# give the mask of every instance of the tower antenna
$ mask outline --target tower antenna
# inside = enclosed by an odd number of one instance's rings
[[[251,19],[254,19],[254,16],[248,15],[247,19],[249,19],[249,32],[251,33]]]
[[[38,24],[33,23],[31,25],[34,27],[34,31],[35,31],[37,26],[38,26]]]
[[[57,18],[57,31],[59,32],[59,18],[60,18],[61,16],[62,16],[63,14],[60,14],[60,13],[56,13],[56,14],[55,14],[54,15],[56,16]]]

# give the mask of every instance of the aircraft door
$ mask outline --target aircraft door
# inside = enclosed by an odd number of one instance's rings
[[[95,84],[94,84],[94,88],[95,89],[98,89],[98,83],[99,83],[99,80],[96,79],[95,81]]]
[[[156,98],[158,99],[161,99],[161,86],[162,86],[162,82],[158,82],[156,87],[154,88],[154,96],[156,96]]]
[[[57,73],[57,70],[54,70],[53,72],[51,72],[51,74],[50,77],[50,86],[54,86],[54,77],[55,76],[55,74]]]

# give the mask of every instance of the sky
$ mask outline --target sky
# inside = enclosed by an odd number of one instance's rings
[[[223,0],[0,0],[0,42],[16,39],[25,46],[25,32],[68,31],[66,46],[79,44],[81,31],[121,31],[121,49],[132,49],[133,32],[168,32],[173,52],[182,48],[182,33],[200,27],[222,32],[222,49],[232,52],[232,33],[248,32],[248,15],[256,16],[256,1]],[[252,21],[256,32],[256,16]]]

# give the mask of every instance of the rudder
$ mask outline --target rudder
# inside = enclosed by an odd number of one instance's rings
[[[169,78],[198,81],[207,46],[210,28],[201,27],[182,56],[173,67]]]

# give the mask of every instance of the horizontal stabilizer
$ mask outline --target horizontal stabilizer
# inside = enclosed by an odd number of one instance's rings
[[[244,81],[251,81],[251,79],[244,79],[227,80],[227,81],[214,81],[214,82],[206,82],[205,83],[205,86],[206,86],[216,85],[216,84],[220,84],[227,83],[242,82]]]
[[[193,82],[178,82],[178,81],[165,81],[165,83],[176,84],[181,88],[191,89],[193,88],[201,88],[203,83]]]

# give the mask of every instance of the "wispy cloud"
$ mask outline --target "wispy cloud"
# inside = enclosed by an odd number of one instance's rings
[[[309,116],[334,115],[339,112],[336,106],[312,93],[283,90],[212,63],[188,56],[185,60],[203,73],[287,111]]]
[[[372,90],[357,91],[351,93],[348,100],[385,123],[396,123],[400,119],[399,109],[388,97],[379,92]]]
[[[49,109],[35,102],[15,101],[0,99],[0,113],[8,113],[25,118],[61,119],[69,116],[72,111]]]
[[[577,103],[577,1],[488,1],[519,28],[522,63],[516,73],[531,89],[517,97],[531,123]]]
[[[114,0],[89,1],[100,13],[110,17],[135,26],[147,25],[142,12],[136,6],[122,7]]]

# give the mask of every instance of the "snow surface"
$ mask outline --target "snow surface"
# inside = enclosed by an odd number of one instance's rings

**SHORT TASK:**
Output the listing above without altering a single character.

**FINISHED EXERCISE:**
# give the mask of every instance of the tower antenna
$ mask outline --target tower antenna
# inside = enclosed by an odd number of one instance's rings
[[[251,19],[254,19],[254,16],[248,15],[247,19],[249,19],[249,32],[251,33]]]
[[[38,24],[33,23],[31,25],[34,27],[34,31],[35,31],[37,26],[38,26]]]
[[[57,18],[57,31],[59,32],[59,18],[60,18],[61,16],[62,16],[63,14],[60,14],[60,13],[56,13],[56,14],[55,14],[54,15],[56,16]]]

# give the mask of every instance of the aircraft door
$ mask outline --target aircraft door
# inside = enclosed by an odd number of one instance's rings
[[[95,84],[94,84],[94,88],[95,89],[98,89],[98,83],[99,83],[99,80],[96,79],[95,81]]]
[[[156,98],[158,99],[161,99],[161,86],[162,86],[162,82],[158,82],[156,87],[154,88],[154,96],[156,96]]]
[[[57,73],[57,70],[54,70],[53,72],[51,72],[51,74],[50,77],[50,86],[54,86],[54,77],[55,76],[55,74]]]

# give the mask of every instance of the sky
$ mask outline --target sky
# inside = enclosed by an odd number of one instance's rings
[[[223,0],[0,0],[0,42],[16,39],[25,46],[25,32],[68,31],[66,46],[79,44],[81,31],[121,31],[121,49],[132,49],[133,32],[168,32],[173,52],[182,48],[182,33],[200,27],[222,32],[222,49],[232,52],[232,33],[248,32],[248,15],[256,16],[256,1]],[[252,21],[256,32],[256,16]]]

# give the mask of every instance of the rudder
$ mask outline --target rudder
# inside = enclosed by an odd number of one instance's rings
[[[169,78],[198,81],[207,46],[210,28],[201,27],[182,56],[173,67]]]

# give the mask of every instance of the horizontal stabilizer
$ mask outline --target horizontal stabilizer
# inside = enclosed by an odd number of one instance's rings
[[[244,81],[251,81],[251,79],[244,79],[227,80],[227,81],[214,81],[214,82],[206,82],[205,83],[205,86],[206,86],[216,85],[216,84],[220,84],[227,83],[242,82]]]
[[[193,82],[178,82],[178,81],[165,81],[165,83],[176,84],[181,88],[191,89],[193,88],[201,88],[203,83]]]

# give the mask of every instance of the "wispy cloud"
$ mask outline --target "wispy cloud"
# inside = enclosed by an odd number of one instance's rings
[[[309,116],[334,115],[339,112],[336,106],[312,93],[283,90],[212,63],[188,56],[185,60],[203,73],[287,111]]]
[[[372,90],[357,91],[351,93],[348,100],[385,123],[396,123],[400,119],[399,109],[388,97],[379,92]]]
[[[49,109],[35,102],[15,101],[0,99],[0,113],[8,113],[25,118],[61,119],[69,116],[72,111]]]
[[[577,103],[577,1],[488,1],[519,28],[522,63],[516,73],[531,89],[517,97],[531,123]]]
[[[114,0],[89,1],[100,13],[110,17],[135,26],[147,25],[142,12],[136,6],[122,7]]]

# give the mask of every instance of the "snow surface"
$ mask outline --target "snow surface"
# inside = enclosed by an odd number of one instance's rings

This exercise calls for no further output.